* **Your objective**
Whenever a line in the records below contains "every", pick it out.
::: Given records
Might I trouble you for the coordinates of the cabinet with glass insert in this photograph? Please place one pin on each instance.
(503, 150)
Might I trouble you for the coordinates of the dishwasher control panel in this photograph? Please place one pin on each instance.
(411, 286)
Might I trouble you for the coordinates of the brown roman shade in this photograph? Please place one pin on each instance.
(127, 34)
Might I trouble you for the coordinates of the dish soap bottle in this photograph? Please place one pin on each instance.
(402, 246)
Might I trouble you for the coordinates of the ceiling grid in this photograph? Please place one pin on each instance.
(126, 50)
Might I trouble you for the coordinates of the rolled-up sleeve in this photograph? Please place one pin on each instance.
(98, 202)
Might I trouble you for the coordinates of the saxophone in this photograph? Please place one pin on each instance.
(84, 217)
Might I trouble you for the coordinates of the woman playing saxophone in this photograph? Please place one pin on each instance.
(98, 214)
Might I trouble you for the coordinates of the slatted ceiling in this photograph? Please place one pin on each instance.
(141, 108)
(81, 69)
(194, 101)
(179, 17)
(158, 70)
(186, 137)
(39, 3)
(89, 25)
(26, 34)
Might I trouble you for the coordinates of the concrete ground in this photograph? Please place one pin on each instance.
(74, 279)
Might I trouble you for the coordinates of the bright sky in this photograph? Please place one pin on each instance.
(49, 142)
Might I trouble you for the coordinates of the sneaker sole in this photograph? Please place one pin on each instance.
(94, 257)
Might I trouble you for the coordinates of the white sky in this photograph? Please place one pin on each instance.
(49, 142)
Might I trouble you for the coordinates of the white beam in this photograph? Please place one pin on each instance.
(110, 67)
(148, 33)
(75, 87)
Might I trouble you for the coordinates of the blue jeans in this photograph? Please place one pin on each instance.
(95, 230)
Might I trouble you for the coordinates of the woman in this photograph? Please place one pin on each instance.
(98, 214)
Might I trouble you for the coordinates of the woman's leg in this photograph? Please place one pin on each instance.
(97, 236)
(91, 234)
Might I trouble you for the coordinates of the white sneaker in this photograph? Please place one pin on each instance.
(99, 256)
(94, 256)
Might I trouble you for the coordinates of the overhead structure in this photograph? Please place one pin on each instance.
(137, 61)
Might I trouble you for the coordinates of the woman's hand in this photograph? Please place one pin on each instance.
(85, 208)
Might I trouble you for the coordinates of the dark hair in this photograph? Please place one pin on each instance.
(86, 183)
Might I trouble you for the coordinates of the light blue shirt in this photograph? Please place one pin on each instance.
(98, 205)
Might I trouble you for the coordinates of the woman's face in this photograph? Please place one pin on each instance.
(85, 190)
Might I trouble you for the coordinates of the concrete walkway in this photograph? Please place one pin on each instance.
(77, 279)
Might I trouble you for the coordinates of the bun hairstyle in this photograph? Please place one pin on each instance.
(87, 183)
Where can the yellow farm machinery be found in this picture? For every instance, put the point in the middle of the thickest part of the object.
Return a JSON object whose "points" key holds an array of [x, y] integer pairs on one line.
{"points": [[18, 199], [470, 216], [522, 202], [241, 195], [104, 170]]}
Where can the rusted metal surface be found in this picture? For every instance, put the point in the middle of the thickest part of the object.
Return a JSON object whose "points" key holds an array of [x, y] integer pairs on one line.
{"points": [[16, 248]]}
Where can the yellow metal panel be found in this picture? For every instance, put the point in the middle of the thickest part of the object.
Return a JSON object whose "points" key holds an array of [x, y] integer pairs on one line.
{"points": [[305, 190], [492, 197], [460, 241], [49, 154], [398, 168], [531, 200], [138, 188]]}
::::::
* **Answer to the exercise**
Where can the yellow farm machinery be found in this picture? For every instance, put the point in the middle of the thickest part of the object.
Where can the rusted metal surface be found in this picture? For every instance, put the point in the middle of the thickest part of the object.
Where can the yellow metal panel be found in this picture? For every instance, put the point in the middle of the thickest part of the object.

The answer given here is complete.